SOURCE EXTRACT
····················
Pharmaceutical firm Johnson & Johnson (J&J) is facing renewed pressure from Doctors Without Borders (MSF) to bring down the cost of tuberclosis medicine bedaquiline to scale up the treatment of the drug-resistant strain and bring down the number of deaths recorded annually.
MSF Thursday renewed their push to have the drugs lowered to below Sh100, about half of the current price tag.
Doctors Without Borders (MSF), says its demanding this price cut “considering the joint contributions made in the development of this drug, including by MSF itself.”
Bedaquiline is one of the only three effective TB drugs to be developed in over 50 years.
MSF said currently, J&J charges double the price that MSF is asking – about Sh40,000 ($400) for a six-month treatment course for countries eligible to buy the drug through the Global Drug Facility (GDF)- a TB drug and diagnostic procurement mechanism, operating out of a UN agency.
“Bedaquiline was developed using taxpayer money and contributions from the global TB community,” said HIV & TB Policy Advisor for MSF’s Access Campaign, Sharonann Lynch.
“Those who contributed to bedaquiline’s development should have a say in how the drug is priced. We’re calling on J&J to price bedaquiline at no more than $1 per day so that it can be made available to all people with drug-resistant TB. We will not back down until the price of bedaquiline is brought down.”
····················
WORK REQUIRED
Answer these questions from the bedaquiline article:
(a) Bedaquiline is one of how many effective TB drugs developed in over 50 years?
(b) What does the article say the Global Drug Facility (GDF) is?
(c) What position does Sharonann Lynch hold?

EXTRACTED MATERIAL
····················
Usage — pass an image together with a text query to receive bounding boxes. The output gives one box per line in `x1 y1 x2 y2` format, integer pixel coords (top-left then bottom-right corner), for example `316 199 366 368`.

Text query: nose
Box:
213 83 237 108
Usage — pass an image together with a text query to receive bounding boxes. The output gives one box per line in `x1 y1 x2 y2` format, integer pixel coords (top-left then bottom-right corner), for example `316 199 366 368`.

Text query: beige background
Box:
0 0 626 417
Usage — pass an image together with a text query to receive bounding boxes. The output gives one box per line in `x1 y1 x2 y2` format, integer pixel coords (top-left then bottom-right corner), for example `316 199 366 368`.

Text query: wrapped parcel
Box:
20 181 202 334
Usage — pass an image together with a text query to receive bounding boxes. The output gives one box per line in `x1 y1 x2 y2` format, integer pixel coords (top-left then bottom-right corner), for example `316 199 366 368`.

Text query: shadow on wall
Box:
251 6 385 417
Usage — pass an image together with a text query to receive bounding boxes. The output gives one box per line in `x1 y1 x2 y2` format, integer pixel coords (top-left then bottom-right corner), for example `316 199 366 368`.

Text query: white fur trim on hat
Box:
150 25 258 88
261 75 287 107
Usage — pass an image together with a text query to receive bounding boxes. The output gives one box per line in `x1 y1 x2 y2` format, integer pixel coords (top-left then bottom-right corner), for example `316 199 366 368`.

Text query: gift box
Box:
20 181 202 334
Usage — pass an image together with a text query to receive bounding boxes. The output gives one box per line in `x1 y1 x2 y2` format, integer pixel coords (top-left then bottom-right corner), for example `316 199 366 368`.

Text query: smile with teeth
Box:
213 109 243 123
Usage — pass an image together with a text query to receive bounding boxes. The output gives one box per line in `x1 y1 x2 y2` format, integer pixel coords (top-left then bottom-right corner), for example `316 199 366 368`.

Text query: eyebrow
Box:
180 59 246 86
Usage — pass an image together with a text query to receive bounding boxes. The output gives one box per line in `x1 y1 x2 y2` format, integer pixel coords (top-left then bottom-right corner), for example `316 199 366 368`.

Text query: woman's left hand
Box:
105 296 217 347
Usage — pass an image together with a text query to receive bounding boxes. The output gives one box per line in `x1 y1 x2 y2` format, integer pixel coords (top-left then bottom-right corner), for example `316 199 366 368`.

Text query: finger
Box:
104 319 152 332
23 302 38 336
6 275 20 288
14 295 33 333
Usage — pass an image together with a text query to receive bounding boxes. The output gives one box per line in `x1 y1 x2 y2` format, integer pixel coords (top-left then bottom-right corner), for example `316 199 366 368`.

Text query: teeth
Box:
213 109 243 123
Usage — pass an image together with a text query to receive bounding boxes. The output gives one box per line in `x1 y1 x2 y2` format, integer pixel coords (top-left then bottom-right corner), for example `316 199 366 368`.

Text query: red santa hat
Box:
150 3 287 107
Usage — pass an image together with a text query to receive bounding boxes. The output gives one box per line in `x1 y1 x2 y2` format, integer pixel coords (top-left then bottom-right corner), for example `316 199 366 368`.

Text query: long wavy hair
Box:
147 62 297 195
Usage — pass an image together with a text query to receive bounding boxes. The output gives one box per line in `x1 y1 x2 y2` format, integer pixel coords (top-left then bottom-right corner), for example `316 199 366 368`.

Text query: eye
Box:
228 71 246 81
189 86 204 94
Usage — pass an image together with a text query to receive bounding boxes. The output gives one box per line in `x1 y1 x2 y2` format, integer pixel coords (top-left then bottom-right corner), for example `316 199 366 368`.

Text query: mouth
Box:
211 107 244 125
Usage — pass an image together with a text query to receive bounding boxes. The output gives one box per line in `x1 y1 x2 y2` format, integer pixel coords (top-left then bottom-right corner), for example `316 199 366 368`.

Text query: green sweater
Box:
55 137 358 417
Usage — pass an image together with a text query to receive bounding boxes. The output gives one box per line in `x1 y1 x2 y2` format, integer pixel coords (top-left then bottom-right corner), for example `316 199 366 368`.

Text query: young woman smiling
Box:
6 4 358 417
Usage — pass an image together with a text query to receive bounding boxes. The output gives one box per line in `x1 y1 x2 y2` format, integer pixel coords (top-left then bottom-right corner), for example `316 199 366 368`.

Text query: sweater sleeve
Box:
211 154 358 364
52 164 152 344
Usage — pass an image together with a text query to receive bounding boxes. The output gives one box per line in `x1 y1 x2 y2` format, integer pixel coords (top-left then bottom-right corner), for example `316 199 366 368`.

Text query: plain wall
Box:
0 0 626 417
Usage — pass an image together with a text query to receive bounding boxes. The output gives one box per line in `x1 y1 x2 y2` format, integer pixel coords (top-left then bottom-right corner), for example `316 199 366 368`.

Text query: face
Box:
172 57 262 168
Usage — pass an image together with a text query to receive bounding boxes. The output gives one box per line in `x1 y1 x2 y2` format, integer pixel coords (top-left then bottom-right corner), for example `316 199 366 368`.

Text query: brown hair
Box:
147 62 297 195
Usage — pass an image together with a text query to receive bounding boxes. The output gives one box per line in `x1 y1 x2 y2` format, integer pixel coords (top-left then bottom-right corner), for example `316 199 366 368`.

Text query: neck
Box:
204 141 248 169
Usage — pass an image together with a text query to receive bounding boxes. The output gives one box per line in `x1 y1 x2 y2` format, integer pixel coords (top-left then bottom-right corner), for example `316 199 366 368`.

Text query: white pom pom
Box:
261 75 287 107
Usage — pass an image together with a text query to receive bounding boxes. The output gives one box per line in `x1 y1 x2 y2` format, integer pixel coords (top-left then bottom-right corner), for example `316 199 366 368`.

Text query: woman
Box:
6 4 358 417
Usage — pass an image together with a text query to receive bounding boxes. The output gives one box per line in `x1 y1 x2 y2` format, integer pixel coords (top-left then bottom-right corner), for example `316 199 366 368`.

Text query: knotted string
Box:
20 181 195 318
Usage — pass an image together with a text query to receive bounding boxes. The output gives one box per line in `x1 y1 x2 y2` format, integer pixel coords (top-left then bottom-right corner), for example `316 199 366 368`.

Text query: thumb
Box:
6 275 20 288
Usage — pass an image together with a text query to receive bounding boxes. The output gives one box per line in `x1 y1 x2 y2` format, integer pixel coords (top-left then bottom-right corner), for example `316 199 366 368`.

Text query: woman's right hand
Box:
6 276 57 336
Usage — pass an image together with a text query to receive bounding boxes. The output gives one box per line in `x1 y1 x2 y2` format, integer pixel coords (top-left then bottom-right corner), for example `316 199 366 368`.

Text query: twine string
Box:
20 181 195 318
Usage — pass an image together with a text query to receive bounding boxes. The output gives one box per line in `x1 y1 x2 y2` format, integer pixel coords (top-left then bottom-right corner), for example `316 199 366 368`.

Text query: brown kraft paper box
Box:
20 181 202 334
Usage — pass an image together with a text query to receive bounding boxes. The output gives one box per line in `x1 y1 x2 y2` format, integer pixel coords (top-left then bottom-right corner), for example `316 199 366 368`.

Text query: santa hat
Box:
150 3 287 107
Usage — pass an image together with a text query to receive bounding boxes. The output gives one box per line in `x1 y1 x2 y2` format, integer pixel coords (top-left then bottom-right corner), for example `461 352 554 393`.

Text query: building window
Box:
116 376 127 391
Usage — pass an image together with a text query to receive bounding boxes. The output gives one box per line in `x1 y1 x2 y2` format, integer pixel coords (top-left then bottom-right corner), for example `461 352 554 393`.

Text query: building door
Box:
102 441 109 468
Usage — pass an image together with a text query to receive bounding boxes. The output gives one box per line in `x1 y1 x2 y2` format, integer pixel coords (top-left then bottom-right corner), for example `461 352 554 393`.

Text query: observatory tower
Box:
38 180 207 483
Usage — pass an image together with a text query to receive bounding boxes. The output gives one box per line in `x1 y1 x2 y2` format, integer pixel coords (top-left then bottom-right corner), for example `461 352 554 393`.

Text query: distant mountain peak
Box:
····················
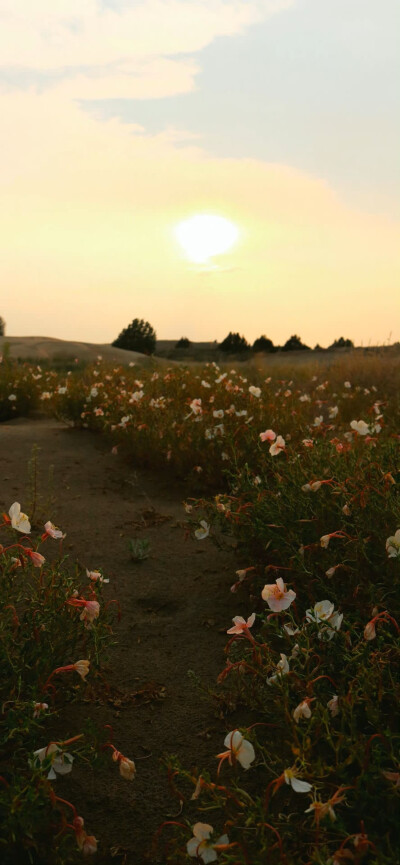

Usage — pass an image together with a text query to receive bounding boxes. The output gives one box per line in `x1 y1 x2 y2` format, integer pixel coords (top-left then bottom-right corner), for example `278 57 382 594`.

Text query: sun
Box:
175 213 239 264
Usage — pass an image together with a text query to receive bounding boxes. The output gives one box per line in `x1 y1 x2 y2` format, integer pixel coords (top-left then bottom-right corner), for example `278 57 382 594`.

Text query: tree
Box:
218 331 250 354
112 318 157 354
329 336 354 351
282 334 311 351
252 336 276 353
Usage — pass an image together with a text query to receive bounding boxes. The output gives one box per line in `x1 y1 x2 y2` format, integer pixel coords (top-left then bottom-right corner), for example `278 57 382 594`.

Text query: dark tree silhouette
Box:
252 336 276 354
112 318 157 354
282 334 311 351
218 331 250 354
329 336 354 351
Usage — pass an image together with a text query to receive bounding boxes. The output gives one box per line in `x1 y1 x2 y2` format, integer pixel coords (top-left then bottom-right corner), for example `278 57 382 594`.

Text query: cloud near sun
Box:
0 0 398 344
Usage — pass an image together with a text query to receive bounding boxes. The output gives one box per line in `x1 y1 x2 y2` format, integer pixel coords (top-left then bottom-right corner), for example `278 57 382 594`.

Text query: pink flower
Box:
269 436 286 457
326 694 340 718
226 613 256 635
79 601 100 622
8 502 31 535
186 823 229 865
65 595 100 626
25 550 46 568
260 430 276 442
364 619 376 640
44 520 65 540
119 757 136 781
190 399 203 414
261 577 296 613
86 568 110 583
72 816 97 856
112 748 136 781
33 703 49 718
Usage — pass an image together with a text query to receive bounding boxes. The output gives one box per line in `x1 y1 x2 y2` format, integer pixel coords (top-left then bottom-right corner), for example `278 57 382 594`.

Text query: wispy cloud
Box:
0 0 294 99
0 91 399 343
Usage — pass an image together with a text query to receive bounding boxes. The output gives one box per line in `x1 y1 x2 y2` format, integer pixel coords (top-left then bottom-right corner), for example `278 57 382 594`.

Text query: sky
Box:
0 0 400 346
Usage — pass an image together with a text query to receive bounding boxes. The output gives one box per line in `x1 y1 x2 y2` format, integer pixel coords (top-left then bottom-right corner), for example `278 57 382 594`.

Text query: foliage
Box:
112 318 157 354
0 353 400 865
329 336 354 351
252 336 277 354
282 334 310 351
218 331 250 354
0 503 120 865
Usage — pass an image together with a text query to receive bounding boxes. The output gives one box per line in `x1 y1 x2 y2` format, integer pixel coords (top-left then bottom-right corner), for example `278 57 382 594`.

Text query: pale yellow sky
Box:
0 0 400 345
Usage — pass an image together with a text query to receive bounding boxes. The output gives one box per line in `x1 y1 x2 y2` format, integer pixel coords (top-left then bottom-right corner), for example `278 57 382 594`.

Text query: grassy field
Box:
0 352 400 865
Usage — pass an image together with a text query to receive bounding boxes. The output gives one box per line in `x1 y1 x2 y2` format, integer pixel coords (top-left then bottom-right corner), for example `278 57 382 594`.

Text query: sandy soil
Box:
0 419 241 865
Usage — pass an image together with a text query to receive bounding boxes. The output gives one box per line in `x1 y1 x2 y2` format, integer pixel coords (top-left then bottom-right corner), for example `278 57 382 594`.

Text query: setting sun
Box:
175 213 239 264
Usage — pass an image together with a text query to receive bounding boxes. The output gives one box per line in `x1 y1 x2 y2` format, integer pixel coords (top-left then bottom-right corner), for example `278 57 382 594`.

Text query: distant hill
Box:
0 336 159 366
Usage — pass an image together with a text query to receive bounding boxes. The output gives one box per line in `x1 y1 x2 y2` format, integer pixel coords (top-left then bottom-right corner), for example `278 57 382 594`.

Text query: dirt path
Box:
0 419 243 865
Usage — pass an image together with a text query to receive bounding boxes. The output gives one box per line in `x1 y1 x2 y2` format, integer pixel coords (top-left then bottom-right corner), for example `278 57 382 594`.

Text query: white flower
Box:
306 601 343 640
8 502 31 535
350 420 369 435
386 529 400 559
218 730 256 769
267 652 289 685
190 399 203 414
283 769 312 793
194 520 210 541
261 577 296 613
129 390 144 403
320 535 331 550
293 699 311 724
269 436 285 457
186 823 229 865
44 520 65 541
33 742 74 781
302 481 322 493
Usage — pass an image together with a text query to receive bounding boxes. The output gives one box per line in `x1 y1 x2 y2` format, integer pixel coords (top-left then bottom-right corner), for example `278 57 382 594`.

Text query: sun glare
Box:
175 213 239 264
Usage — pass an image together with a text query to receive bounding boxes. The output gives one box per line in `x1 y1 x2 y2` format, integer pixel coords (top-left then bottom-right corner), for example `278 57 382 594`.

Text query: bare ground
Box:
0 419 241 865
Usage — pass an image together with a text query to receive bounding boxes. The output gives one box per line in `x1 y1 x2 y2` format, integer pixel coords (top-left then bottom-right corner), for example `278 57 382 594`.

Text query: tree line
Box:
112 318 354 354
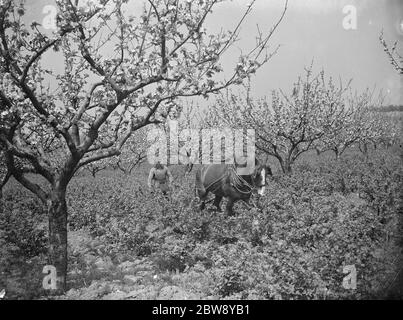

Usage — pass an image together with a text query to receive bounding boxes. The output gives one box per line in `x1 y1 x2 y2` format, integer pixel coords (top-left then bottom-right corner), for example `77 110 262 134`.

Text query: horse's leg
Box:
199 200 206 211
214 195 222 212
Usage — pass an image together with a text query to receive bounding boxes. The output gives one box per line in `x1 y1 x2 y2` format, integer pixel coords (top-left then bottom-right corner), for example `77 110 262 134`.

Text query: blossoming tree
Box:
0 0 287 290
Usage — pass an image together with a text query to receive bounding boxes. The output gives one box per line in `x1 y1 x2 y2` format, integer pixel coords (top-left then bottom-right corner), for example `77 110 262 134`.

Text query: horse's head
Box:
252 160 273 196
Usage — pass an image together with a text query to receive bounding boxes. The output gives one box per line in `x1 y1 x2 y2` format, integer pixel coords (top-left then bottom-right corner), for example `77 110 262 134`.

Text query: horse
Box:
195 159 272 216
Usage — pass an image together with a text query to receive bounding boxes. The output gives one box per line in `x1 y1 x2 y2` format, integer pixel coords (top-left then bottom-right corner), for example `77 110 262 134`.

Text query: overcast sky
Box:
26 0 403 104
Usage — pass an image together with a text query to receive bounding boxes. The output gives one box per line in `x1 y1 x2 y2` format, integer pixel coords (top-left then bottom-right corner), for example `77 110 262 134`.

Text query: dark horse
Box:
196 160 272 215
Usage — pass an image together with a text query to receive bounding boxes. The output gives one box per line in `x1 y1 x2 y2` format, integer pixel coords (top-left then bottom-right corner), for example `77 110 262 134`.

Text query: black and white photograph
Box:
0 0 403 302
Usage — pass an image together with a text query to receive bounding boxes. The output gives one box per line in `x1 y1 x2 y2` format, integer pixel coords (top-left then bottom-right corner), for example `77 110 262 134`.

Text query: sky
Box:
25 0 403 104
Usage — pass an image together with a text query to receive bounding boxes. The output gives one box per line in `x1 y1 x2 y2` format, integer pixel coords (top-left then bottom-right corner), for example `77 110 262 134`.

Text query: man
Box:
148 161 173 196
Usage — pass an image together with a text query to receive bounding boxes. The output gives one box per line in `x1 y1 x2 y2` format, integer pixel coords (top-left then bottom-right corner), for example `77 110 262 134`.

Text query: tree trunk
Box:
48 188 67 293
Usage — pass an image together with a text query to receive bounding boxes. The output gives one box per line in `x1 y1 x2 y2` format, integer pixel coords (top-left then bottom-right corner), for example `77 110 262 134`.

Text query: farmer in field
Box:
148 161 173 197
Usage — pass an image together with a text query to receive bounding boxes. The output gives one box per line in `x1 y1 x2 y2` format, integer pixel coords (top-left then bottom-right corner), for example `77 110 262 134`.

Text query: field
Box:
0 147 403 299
····················
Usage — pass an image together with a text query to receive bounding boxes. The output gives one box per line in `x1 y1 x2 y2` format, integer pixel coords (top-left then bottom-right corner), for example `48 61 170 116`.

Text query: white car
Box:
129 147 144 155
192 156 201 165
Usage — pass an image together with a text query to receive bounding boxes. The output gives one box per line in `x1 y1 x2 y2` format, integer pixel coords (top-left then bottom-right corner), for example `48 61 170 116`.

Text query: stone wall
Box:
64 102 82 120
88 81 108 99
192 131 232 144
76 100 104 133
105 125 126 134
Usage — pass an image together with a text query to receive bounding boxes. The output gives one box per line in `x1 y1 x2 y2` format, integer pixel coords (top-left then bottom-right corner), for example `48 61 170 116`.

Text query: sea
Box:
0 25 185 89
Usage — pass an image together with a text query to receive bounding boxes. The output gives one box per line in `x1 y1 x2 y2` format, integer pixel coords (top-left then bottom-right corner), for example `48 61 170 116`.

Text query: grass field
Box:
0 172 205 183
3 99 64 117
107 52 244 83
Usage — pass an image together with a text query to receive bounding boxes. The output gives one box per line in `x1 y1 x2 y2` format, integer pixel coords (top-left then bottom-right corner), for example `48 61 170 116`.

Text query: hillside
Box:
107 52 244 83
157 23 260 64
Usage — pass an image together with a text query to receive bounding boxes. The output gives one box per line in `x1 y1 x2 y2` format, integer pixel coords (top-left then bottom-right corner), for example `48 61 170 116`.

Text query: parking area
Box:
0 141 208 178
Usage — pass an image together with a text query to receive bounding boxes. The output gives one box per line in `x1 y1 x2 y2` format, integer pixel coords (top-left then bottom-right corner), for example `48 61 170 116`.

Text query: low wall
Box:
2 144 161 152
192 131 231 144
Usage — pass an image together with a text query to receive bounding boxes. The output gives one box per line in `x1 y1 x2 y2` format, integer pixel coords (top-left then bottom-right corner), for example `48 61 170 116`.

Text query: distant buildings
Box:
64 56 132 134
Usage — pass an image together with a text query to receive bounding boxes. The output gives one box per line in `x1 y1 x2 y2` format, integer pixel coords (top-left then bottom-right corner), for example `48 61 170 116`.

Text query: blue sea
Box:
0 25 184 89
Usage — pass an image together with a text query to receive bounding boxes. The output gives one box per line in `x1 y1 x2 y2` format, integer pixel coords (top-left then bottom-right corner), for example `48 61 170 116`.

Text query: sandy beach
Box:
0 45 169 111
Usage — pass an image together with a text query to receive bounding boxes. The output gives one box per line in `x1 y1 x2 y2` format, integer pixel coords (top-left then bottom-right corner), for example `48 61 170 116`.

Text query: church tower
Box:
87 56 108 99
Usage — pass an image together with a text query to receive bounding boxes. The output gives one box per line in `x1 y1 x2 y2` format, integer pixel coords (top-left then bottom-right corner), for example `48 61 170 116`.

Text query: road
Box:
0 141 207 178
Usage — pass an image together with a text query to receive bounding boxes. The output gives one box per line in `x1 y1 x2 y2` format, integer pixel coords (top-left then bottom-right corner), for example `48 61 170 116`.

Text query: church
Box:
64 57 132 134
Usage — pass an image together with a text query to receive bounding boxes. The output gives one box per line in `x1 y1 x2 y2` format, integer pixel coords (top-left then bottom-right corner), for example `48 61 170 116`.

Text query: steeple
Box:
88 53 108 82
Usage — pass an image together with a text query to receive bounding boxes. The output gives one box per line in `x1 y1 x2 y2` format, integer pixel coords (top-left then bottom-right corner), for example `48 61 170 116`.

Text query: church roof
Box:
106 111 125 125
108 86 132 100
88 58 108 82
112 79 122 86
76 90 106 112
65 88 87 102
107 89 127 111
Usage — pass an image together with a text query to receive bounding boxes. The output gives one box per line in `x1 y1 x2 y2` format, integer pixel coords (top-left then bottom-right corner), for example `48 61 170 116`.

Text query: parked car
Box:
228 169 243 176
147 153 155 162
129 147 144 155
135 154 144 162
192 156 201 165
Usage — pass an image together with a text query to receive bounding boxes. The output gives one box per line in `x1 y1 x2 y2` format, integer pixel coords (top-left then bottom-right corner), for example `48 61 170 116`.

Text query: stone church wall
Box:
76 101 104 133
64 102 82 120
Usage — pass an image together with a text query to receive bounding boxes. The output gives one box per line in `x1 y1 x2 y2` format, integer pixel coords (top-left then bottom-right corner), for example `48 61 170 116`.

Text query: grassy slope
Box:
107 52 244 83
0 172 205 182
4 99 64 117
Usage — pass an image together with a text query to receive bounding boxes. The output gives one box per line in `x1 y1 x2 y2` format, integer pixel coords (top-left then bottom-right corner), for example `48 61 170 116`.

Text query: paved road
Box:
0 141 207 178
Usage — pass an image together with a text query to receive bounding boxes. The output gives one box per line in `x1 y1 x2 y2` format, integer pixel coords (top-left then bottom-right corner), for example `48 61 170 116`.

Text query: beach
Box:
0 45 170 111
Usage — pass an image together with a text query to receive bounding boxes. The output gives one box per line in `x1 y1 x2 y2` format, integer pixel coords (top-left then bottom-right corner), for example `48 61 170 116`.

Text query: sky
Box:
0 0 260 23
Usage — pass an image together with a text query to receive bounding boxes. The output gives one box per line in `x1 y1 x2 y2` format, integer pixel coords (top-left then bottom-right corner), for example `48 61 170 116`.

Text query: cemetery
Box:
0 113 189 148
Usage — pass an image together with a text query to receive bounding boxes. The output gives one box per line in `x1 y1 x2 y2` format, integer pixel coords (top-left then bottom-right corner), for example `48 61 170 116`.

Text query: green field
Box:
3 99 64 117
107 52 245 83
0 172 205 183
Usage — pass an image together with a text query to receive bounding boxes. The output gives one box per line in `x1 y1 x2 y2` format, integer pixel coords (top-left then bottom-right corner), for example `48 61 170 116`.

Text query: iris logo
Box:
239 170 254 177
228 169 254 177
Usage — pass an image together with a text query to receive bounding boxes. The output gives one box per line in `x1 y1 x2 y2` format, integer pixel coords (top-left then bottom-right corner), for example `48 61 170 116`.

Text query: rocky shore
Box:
····················
ANSWER BOX
(a) Three.
(b) A TB drug and diagnostic procurement mechanism operating out of a UN agency.
(c) HIV & TB Policy Advisor for MSF's Access Campaign.